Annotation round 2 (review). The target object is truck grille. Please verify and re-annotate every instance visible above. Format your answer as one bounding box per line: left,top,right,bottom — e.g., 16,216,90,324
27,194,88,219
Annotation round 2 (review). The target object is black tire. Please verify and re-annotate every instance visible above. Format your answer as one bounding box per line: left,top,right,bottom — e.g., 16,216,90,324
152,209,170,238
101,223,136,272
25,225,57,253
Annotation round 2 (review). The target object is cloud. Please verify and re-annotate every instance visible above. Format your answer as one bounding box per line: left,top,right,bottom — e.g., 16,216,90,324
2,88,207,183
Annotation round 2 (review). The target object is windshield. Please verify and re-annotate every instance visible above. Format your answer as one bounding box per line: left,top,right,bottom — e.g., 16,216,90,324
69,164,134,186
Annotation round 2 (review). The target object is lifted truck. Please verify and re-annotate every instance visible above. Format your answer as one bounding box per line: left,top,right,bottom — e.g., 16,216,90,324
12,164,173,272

--

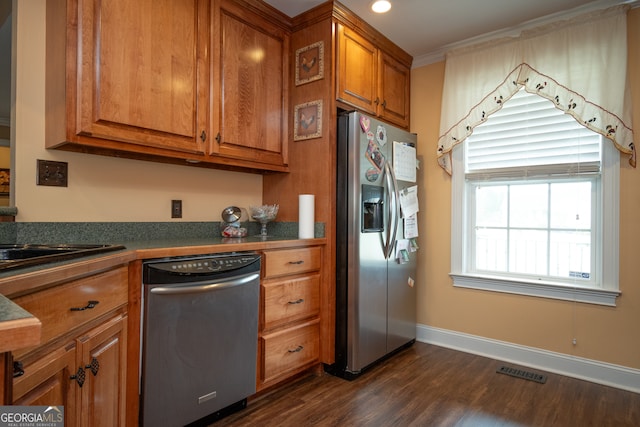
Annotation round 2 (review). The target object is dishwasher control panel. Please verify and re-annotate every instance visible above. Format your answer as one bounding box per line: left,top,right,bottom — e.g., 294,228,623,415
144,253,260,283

• **Problem**
Copy everything in the material from the line containing "Annotation round 2 (review). The target object is cloud." down to the line containing "69,164,134,186", substituting "windscreen" for "windshield" and leaving the rest unchanged.

• **Exercise response**
Annotation round 2 (review). The target object is cloud. Please verify and re-annotate every instance visible above. Format your answer as one bounding box per line: left,top,right,bottom — e.g., 16,216,90,324
2,88,207,183
Annotation round 2 (review). The target object is windscreen. Please verify and re-annotate every instance visible above. Format your answer as one bounding box per line: left,top,right,bottom — e.g., 16,216,90,324
69,164,134,186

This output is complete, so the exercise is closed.